- _WORK INSTRUCTIONS_
Please reproduce the listing below, changing every "Bounding box output" to "Box coordinates" and keeping everything else the same.

(Region labeling records)
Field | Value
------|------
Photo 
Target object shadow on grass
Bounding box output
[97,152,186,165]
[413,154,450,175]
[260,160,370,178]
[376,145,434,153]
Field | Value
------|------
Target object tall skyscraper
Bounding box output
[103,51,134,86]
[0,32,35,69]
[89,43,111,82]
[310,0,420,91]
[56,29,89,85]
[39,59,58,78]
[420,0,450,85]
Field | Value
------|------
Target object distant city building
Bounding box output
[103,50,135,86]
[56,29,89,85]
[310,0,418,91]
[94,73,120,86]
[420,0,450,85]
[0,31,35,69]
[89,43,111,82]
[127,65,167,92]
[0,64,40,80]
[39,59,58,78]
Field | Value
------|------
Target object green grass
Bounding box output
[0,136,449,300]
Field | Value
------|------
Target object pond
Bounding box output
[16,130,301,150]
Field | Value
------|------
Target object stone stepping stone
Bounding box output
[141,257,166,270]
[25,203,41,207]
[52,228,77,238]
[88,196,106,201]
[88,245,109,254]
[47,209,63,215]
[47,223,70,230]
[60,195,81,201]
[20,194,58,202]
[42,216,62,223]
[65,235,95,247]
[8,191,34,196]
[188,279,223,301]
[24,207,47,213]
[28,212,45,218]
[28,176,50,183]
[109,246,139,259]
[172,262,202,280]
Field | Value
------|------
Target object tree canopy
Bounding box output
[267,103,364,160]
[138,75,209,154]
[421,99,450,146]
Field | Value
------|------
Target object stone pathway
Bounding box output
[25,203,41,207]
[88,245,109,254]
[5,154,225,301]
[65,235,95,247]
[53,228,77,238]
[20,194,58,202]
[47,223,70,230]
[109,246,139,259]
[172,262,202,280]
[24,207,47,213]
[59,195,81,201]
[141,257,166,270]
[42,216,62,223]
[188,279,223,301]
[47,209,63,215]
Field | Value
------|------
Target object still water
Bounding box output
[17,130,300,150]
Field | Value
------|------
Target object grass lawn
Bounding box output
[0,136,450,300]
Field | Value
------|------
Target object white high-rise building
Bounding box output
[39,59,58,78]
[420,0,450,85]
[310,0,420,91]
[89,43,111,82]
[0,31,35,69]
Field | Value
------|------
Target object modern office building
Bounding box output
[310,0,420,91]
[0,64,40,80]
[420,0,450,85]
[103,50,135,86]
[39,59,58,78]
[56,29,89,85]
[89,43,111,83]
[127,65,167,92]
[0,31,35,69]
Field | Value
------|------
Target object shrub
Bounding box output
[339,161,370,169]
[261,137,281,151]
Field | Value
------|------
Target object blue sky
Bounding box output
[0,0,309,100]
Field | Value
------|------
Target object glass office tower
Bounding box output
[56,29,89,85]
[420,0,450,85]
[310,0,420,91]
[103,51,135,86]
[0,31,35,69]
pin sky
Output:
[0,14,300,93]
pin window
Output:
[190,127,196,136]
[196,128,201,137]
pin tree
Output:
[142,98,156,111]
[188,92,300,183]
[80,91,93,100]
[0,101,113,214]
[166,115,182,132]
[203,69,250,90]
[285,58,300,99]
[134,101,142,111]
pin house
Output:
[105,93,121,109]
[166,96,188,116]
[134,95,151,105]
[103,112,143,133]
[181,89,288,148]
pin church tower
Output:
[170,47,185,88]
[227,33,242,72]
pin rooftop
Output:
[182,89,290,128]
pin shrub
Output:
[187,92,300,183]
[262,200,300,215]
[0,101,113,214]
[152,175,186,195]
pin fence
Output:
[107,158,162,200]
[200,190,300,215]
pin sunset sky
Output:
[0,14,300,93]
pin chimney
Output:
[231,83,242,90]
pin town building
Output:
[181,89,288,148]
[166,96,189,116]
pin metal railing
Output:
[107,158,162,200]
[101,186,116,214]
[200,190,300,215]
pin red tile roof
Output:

- _EXERCISE RESULT_
Field | Value
------|------
Photo 
Target object shadow on grass
Box coordinates
[97,152,186,165]
[413,154,450,175]
[260,160,370,178]
[376,145,434,153]
Field | Value
------|------
Target object tall skyscraper
Box coordinates
[103,51,134,86]
[0,32,35,69]
[89,43,111,82]
[310,0,420,91]
[56,29,89,85]
[39,59,58,78]
[420,0,450,85]
Field | Value
------|------
Target object distant city building
Box coordinates
[103,50,135,86]
[56,29,89,85]
[310,0,418,91]
[94,73,120,86]
[420,0,450,85]
[0,31,35,69]
[89,43,111,82]
[127,65,167,92]
[0,64,40,80]
[39,59,58,78]
Field | Value
------|------
Target object green grass
Box coordinates
[0,136,449,300]
Field | Value
------|------
Target object pond
Box coordinates
[16,130,301,150]
Field | Value
------|------
Target object stone stepping stone
Box coordinates
[141,257,166,270]
[25,203,41,207]
[52,228,77,238]
[88,196,106,201]
[88,245,109,254]
[47,209,63,215]
[47,223,70,230]
[60,195,81,201]
[20,194,58,202]
[42,216,62,223]
[65,235,95,247]
[8,191,34,196]
[188,279,223,301]
[24,207,47,213]
[28,212,45,218]
[28,176,50,183]
[109,246,139,259]
[172,262,202,280]
Field | Value
------|------
Target object tree canopy
Box coordinates
[267,103,364,160]
[138,75,209,154]
[421,99,450,146]
Field | Value
------|------
Target object stone pathway
Box coordinates
[25,203,41,207]
[88,245,109,254]
[5,154,225,301]
[65,235,95,247]
[53,228,77,238]
[20,194,58,202]
[47,223,70,230]
[109,246,139,259]
[172,262,202,280]
[24,207,47,213]
[59,195,81,201]
[141,257,166,270]
[42,216,62,223]
[188,279,223,301]
[47,209,63,215]
Field | Value
------|------
Target object still water
Box coordinates
[17,130,300,150]
Field | Value
------|------
Target object grass lawn
Box coordinates
[0,136,450,300]
Field | Value
------|------
Target object white high-rise building
Box coordinates
[39,59,58,78]
[420,0,450,85]
[310,0,420,91]
[89,43,111,82]
[0,31,35,69]
Field | Value
------|------
Target object modern office building
Box coordinates
[310,0,420,91]
[0,64,40,80]
[420,0,450,85]
[103,50,135,86]
[39,59,58,78]
[56,29,89,85]
[89,43,111,83]
[127,65,167,92]
[0,31,35,69]
Field | Value
------|------
Target object shrub
Box coordinates
[339,161,370,169]
[261,137,281,151]
Field | Value
------|------
Target object blue sky
Box coordinates
[0,0,309,100]
Field | Value
------|------
Target object glass office tower
Box coordinates
[56,29,89,85]
[420,0,450,85]
[310,0,420,91]
[103,51,135,86]
[0,31,35,69]
pin sky
Output:
[0,14,300,93]
pin window
Output:
[190,127,196,136]
[196,128,201,137]
pin tree
Output:
[142,98,156,111]
[188,92,300,183]
[80,91,93,100]
[0,101,113,214]
[166,115,182,132]
[203,69,250,90]
[285,58,300,99]
[134,101,142,111]
pin house
Output:
[105,93,121,109]
[166,96,188,116]
[134,95,151,105]
[103,112,143,133]
[181,89,288,148]
pin church tower
Output:
[170,47,185,88]
[227,33,242,72]
pin rooftop
Output:
[182,89,290,128]
pin shrub
Output:
[187,92,300,183]
[262,200,300,215]
[0,101,113,214]
[152,175,186,195]
pin fence
Output:
[107,158,162,200]
[200,190,300,215]
pin sunset sky
Output:
[0,14,300,93]
pin chimney
Output:
[231,83,242,90]
pin town building
Output:
[181,89,288,148]
[166,96,189,116]
pin metal railing
Output:
[107,158,162,200]
[101,186,116,214]
[200,190,300,215]
pin red tile roof
Output:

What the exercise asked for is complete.